[[ Records for processing open ]]

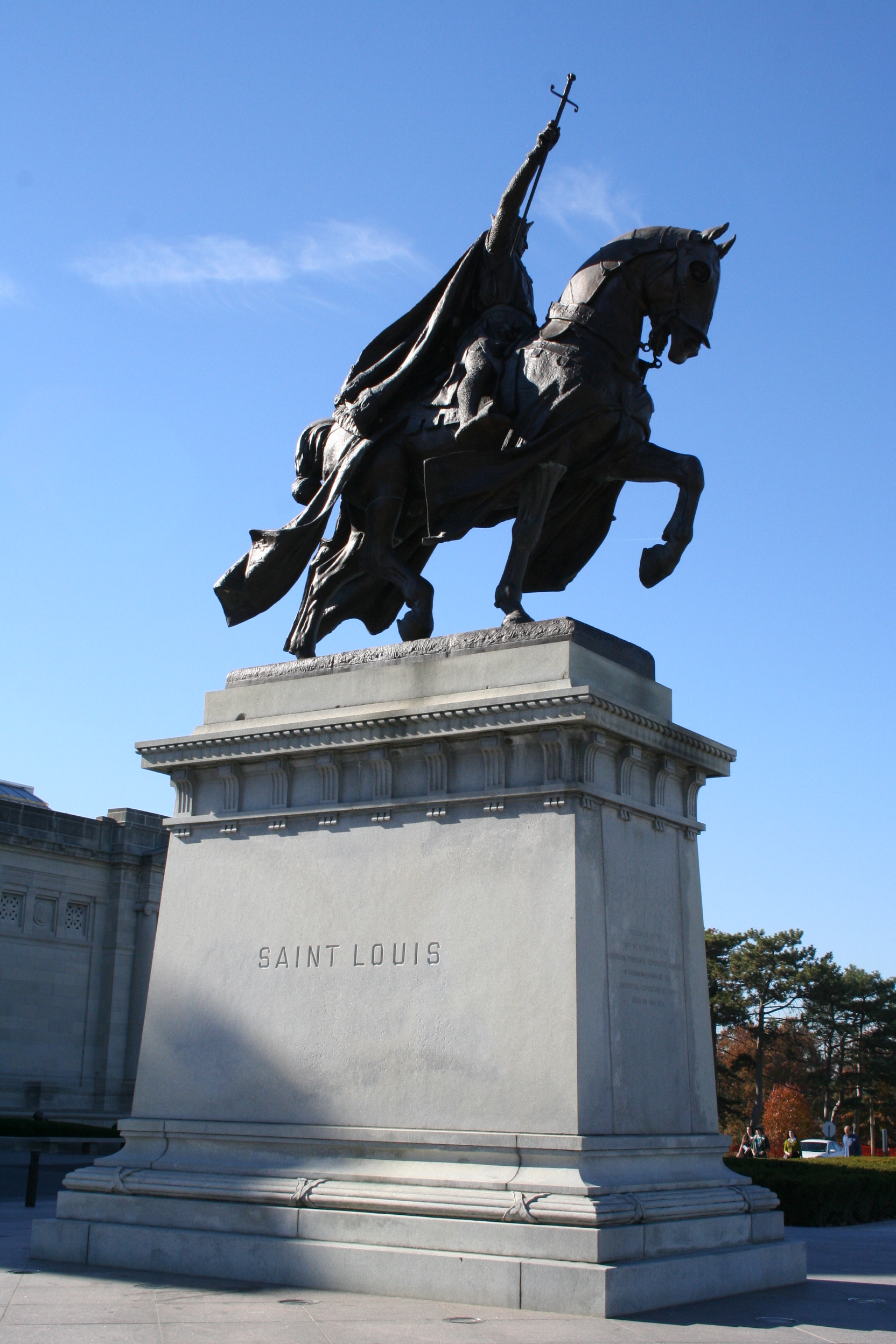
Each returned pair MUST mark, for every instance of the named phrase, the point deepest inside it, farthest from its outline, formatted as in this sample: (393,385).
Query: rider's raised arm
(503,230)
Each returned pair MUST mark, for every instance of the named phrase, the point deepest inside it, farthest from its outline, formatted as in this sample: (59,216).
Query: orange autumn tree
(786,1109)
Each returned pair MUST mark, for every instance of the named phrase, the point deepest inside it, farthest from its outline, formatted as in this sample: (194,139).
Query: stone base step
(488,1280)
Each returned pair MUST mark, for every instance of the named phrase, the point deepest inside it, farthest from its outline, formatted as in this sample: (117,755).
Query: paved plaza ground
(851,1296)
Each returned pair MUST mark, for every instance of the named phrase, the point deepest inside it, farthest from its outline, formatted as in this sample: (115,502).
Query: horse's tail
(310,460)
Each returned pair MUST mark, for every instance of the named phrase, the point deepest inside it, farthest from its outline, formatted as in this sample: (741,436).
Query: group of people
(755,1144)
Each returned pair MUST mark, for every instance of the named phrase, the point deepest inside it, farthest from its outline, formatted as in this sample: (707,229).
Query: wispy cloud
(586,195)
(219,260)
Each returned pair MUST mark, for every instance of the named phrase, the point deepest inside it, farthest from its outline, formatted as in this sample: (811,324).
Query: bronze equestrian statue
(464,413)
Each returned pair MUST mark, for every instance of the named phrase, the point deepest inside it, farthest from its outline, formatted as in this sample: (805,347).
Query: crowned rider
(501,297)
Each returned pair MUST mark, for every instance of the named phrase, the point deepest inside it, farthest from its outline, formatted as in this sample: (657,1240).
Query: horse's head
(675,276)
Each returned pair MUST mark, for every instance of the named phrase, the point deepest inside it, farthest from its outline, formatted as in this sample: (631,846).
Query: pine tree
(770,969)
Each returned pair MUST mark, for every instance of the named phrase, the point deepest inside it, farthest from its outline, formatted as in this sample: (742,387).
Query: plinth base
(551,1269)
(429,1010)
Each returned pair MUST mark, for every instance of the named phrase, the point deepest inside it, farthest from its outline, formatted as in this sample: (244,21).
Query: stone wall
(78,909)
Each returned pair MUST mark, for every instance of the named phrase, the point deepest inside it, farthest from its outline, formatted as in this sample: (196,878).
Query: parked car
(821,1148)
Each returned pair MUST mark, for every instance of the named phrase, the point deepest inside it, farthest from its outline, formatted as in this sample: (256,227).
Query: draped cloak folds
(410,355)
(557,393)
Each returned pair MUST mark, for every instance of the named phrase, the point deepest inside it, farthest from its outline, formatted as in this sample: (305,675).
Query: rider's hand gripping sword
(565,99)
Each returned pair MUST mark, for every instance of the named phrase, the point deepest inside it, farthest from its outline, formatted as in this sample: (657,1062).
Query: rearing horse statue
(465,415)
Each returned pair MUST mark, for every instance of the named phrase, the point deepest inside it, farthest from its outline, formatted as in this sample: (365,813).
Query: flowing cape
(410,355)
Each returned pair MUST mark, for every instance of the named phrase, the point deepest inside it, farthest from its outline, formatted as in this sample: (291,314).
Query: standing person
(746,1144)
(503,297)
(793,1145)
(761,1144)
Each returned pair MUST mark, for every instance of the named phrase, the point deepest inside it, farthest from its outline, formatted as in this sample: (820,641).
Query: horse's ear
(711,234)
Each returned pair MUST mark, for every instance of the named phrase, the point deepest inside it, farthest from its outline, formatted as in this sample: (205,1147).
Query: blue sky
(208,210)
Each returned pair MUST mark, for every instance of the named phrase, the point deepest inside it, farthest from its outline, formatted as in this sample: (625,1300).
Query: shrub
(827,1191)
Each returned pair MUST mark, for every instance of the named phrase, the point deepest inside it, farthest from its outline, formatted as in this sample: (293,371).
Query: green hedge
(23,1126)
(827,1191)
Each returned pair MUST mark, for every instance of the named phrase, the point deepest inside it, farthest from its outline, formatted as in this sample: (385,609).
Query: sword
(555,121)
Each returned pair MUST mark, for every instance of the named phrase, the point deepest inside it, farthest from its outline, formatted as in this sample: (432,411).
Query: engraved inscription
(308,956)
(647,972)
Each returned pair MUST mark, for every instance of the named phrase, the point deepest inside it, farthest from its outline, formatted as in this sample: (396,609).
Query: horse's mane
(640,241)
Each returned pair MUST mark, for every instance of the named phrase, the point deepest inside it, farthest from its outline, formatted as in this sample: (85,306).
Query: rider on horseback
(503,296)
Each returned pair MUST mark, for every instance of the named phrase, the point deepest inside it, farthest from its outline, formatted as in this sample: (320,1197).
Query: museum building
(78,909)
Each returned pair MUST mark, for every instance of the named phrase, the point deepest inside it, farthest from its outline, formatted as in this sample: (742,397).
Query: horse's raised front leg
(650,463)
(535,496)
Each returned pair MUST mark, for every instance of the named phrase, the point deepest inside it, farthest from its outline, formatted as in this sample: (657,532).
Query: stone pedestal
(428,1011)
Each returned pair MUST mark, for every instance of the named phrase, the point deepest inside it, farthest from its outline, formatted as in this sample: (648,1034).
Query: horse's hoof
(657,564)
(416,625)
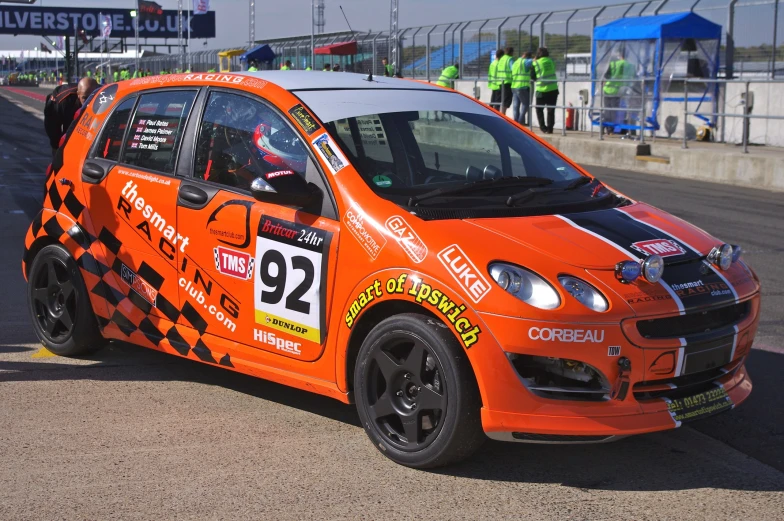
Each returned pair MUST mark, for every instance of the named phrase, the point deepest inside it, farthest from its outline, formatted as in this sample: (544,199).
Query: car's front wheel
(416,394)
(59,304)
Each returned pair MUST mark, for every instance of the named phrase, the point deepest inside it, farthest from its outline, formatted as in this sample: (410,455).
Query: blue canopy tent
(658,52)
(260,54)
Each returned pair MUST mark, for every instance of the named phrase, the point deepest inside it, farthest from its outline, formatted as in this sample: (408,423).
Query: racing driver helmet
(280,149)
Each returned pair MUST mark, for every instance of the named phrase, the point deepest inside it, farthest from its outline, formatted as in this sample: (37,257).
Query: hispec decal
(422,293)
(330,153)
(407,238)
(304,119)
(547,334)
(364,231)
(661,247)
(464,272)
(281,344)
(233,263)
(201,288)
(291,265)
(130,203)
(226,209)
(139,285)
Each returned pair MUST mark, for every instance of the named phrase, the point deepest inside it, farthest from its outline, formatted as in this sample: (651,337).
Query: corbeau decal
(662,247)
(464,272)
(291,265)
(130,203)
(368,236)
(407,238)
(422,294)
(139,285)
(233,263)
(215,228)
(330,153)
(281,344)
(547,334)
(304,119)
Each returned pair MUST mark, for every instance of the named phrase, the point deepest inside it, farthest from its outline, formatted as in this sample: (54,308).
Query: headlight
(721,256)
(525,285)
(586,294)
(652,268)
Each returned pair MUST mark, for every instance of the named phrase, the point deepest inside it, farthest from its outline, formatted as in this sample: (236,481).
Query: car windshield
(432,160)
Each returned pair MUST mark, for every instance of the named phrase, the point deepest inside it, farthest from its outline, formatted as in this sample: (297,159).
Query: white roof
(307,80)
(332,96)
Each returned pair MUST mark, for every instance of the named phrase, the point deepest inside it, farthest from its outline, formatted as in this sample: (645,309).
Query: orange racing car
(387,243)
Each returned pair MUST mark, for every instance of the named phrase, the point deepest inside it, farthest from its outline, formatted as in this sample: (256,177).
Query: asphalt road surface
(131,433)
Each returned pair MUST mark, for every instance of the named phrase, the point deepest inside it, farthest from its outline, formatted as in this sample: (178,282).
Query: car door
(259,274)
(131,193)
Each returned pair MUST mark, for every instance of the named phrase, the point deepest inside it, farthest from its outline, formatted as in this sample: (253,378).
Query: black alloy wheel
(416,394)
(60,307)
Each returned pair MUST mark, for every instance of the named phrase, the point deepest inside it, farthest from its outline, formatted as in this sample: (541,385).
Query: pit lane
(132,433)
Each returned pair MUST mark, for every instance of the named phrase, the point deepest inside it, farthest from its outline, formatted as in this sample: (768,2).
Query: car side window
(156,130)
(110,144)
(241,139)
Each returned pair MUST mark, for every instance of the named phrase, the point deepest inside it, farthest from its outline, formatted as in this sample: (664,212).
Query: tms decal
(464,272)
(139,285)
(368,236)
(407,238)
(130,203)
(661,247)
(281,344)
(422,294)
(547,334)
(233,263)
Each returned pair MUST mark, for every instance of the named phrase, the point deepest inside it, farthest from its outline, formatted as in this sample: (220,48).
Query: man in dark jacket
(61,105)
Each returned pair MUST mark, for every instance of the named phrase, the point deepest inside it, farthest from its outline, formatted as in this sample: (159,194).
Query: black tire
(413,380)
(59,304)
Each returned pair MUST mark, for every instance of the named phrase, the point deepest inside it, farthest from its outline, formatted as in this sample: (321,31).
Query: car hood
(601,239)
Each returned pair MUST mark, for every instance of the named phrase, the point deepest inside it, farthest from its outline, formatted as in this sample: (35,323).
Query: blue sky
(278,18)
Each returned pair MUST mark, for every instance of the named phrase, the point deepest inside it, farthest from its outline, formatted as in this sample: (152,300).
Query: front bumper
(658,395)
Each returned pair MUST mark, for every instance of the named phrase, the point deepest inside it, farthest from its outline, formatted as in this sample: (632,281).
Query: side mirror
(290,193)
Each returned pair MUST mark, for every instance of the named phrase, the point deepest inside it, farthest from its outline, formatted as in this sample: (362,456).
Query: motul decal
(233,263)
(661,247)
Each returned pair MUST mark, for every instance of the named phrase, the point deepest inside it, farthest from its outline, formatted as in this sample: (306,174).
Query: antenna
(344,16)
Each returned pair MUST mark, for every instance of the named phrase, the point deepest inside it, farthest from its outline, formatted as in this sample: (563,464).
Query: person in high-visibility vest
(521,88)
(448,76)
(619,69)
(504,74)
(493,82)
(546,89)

[[ Records for processing closed ]]

** Task goal **
Among the records above, a stretch begins at the line containing "Query: orange autumn tree" and ends at the line containing "this sample: (115,502).". Restate that stretch word for word, and nothing else.

** Your response **
Query: orange autumn tree
(786,1109)
Each returned pair MUST mark, for every instance of the named phrase, the point deepest inside it, farthest from its outline, formatted as in this sample: (194,139).
Query: stone base step
(488,1280)
Each returned pair MUST mark, for every instance of the named phrase, the point deepest inside it, farthest from its outline, formatted as in this sample: (117,755).
Query: paved plaza ground
(851,1296)
Each returned pair MUST mark, for every instance of the named phrase, the point deepest inside it, farthest from its outline, formatted as in this sample: (115,502).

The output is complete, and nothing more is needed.